Supplied records
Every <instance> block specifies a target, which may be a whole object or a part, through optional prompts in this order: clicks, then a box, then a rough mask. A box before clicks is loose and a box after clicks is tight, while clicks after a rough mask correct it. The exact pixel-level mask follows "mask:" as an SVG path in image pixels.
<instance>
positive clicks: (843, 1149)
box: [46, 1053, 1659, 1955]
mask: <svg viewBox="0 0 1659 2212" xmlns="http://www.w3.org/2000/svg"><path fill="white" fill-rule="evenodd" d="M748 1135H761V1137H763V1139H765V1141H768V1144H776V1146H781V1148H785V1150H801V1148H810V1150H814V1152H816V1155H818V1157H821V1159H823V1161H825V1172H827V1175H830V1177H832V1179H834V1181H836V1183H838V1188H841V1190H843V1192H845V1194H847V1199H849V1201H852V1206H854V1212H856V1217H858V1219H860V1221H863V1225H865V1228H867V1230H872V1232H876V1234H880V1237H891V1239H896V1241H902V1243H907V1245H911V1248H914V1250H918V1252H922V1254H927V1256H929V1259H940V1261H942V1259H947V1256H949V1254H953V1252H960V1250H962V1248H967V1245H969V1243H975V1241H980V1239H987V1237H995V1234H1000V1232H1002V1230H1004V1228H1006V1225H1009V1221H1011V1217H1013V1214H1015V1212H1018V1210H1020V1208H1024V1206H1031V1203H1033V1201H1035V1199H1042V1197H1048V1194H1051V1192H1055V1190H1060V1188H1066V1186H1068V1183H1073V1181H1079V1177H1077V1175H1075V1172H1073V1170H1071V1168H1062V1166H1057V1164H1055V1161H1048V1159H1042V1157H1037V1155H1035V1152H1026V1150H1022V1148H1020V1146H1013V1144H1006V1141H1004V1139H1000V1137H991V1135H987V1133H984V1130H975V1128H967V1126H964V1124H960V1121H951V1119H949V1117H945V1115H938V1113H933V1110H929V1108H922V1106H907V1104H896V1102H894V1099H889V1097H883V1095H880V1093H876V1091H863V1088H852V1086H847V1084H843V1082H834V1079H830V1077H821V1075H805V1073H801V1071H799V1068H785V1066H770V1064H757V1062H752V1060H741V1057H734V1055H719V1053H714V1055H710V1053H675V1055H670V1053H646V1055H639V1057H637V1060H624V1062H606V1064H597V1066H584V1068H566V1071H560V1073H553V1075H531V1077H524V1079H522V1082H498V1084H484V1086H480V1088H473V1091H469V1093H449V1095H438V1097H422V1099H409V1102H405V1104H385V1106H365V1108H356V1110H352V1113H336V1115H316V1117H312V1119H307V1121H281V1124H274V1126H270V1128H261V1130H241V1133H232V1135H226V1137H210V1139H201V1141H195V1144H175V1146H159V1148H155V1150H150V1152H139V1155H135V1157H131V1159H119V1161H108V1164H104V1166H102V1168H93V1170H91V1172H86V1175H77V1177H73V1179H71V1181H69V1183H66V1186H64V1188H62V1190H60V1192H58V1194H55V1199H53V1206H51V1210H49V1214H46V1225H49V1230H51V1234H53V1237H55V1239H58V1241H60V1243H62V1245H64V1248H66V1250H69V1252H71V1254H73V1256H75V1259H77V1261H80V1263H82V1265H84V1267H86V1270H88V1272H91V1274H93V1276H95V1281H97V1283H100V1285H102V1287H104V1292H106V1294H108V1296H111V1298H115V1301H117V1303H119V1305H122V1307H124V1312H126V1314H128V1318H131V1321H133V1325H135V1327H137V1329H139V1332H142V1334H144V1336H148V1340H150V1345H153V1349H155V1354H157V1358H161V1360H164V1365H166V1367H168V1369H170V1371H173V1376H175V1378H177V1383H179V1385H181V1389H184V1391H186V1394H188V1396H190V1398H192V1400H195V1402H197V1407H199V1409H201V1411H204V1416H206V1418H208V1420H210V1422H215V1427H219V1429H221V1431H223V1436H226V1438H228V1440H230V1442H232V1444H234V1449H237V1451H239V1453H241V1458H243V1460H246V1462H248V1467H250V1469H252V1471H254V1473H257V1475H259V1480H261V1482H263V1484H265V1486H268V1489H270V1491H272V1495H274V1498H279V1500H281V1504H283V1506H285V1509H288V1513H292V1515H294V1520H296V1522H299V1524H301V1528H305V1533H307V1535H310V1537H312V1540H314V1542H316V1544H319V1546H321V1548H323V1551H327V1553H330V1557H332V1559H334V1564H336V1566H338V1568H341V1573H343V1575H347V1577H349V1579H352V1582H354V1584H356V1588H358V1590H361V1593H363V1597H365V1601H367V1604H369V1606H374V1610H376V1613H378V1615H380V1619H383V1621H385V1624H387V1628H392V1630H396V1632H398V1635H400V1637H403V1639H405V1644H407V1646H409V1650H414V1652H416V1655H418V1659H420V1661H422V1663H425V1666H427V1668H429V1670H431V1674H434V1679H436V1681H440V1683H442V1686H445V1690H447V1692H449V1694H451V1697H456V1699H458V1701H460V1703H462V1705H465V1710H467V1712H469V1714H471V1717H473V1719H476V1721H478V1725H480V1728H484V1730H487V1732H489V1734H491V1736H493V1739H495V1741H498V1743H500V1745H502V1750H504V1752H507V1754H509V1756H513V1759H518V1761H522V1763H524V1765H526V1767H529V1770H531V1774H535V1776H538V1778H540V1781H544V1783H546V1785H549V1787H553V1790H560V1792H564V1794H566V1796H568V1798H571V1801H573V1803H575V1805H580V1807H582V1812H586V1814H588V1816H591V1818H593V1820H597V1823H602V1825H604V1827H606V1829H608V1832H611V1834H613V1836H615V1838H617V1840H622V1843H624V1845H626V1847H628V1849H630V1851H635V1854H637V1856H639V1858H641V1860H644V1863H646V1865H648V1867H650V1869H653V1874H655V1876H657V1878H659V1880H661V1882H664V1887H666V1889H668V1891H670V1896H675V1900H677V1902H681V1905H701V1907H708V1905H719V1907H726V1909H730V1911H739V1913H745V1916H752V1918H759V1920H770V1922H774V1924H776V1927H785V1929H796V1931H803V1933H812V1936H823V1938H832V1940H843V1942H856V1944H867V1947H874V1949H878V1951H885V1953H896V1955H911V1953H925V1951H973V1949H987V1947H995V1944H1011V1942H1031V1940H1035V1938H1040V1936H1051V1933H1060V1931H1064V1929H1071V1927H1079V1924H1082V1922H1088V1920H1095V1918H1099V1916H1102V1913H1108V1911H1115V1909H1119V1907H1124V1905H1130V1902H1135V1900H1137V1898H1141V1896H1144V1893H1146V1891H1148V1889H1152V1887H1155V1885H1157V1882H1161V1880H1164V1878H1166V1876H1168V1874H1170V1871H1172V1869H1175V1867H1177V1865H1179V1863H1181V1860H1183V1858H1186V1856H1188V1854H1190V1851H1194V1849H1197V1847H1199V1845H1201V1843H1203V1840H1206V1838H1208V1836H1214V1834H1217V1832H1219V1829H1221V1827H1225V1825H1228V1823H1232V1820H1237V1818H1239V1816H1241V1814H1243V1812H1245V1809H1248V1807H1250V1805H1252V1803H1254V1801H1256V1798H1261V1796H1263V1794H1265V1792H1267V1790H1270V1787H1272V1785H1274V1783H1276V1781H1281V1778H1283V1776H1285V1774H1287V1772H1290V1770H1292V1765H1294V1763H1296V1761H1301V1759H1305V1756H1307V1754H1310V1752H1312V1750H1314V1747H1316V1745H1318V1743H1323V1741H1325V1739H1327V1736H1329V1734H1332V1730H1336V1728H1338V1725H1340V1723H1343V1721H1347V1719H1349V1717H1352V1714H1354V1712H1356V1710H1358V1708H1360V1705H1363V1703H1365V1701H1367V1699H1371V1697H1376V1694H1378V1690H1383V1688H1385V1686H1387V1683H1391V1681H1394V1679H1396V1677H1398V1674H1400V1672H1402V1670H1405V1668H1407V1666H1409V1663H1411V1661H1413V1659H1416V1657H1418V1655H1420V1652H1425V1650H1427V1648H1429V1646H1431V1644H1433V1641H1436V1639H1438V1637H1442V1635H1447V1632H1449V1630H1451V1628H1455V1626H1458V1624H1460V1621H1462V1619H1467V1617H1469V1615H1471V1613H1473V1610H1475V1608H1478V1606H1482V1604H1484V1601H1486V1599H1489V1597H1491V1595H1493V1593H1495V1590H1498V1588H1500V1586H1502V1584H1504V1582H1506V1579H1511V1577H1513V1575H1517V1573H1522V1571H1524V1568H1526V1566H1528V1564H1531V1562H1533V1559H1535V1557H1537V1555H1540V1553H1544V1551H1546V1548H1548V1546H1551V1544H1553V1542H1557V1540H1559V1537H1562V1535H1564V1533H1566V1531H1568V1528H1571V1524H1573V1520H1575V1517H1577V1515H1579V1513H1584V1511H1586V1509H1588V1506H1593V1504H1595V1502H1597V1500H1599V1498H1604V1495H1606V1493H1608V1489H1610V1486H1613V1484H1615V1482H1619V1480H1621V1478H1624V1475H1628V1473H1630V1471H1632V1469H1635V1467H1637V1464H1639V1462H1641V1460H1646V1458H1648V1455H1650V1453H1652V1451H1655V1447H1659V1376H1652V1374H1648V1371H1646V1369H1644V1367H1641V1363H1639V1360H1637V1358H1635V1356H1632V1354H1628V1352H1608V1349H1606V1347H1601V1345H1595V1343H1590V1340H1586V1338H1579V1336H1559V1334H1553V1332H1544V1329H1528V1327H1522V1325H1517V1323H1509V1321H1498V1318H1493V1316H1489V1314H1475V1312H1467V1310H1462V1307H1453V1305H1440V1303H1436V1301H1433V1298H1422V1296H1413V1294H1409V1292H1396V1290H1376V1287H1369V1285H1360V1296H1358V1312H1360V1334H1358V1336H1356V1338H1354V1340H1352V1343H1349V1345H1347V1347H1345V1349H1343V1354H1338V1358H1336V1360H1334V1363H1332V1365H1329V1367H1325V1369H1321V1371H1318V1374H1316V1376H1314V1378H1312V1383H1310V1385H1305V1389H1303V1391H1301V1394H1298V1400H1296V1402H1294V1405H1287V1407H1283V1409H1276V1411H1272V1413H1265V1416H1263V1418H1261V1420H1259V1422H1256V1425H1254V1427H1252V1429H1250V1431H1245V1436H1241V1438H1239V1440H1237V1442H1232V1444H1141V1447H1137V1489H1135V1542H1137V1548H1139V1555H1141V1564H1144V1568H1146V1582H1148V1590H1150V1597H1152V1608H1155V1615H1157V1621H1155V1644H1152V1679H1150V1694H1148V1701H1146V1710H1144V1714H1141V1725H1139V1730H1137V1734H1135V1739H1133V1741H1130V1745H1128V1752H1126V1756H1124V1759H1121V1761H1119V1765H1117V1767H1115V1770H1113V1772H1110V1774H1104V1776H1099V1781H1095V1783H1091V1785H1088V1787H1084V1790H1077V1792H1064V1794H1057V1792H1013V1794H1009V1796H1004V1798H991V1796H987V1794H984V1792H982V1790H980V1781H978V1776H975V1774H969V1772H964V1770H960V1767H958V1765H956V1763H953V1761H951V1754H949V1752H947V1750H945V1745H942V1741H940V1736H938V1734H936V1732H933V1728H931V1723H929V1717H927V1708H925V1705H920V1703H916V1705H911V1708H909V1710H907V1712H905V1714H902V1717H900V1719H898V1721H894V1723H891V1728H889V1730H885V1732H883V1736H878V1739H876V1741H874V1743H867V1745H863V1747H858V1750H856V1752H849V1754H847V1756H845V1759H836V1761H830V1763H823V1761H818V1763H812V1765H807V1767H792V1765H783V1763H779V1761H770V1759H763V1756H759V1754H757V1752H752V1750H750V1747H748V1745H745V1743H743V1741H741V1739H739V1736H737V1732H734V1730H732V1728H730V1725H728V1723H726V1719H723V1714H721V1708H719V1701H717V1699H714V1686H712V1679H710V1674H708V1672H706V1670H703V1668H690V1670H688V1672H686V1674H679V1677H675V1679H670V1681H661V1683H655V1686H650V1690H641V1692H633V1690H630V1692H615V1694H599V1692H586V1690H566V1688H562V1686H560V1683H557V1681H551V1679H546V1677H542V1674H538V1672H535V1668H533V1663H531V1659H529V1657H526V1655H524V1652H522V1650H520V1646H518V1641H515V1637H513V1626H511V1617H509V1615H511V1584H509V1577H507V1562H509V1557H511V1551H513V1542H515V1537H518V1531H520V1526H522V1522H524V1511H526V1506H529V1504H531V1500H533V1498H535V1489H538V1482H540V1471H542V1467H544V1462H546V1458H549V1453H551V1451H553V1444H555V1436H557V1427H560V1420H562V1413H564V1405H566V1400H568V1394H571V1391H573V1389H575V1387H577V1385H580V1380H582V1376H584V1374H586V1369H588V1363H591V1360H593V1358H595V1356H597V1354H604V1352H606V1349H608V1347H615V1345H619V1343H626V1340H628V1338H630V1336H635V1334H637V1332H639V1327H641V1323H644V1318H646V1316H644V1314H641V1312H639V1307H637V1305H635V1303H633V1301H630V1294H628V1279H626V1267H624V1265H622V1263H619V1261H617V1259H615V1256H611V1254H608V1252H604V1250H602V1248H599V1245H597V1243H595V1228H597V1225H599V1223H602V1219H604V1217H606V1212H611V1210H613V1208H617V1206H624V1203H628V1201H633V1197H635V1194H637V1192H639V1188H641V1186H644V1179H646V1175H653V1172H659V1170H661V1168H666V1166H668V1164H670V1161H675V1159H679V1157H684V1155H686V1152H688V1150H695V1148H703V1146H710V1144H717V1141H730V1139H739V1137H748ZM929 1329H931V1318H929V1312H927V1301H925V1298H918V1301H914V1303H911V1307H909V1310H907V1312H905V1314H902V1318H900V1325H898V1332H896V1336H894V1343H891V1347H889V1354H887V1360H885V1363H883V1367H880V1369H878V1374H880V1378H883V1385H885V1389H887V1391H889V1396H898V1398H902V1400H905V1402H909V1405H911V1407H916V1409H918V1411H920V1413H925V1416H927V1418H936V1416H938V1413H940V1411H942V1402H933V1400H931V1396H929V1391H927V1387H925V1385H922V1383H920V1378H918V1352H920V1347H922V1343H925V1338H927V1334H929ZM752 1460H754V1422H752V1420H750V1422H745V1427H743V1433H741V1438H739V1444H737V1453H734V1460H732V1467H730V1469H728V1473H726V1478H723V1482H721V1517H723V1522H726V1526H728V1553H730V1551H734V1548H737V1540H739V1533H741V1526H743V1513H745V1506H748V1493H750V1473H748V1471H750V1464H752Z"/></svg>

What to do
Pick out every line of the data above that contains the string "clicks", matching case exactly.

Solution
Every <instance> block specifies a target, which may be a whole object or a part, through optional prompts in this order: clicks, then a box, then a rough mask. A box before clicks is loose and a box after clicks is tight, while clicks after a rough mask correct it. The exact pixel-level mask follows "mask:" as an SVG path in image pixels.
positive clicks: (843, 1149)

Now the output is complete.